* Begin Source *

Google+

Ayesha's Blog

Thanks for stopping by this is where I post on all that I find interesting.

My Fro & Me: Hair Stories from Women of Colour

02 December

Hair Stories

On 28th November 2017 “My Fro & Me”  –  Hair Stories from Women of Colour  – was at The National Theatre, London, UK. We talked hair, culture, identity, Eurocentric ideals of beauty on our stage and screens, and discrimination.

Endlessly Afro.

My Fro and Me at The National Theatre. Hair Stories of Women of Colour

My Fro and Me at The National Theatre

“The prime responsibility of the theatre is to show a culture its own face so that it may reflect upon it. But art also has a responsibility to preserve the past, so that a culture may reflect upon itself in the light of its history”  – Kristin Linklater

The Circle Way

For sharing Hair Stories, we held space in the round. We used beautiful black dolls (from Diverse, in Brixton, London) as our centre piece and talking stick. To speak, hold a doll. Then pass the talking piece on and hold space. The power of the black doll, cannot be underestimated. Read more in Ms Kenyah Nyameche’s insightful, and enlightening article: “A Dolly Like Me”.

* End Source *
* Begin Material provided *

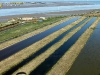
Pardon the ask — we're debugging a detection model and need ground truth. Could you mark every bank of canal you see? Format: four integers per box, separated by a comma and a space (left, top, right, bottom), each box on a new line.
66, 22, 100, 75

* End Material provided *

Please continue the blog post about the "My Fro & Me" hair stories evening at The National Theatre, starting after its final sentence.

Afro Archives at The National Theatre My Fro and Me at The National Theatre. Hair Stories of Women of Colour

Afro Archives at The National Theatre

We opened our Hair Stories with a poem called “I am my Hair” by Fiona McKinson read by my guest, and collaborator, Ms Nicole Moore. The poem was taken from “Hair, Power, Skin, Revolution”, a collection of poems and personal essays by Black and Mixed-Race Women, which Ms Moore edited. It begins:

 

 

 

 

 

Like Samson, I drew my strength from my locks.

In their duality, soft kinky keys that sit atop my head.

Standing above my shoulders in their afro stance.

Proud – my hair, my beauty, won’t let Delilah too close with her shears,

As she nears, my ends, I split!…

(Buy the book to finish reading!)

 

Hair Stories? I Love My Afro

As we started out our Hair Stories session, one leader (for each person there was a leader) said, things have changed. There’s so much to celebrate. Young girls with afro hair, LOVE their afros and have no desire or interest in changing their natural hair. The last decade has been a revolution. Not that we passed any judgement on the choice of not wearing hair natural.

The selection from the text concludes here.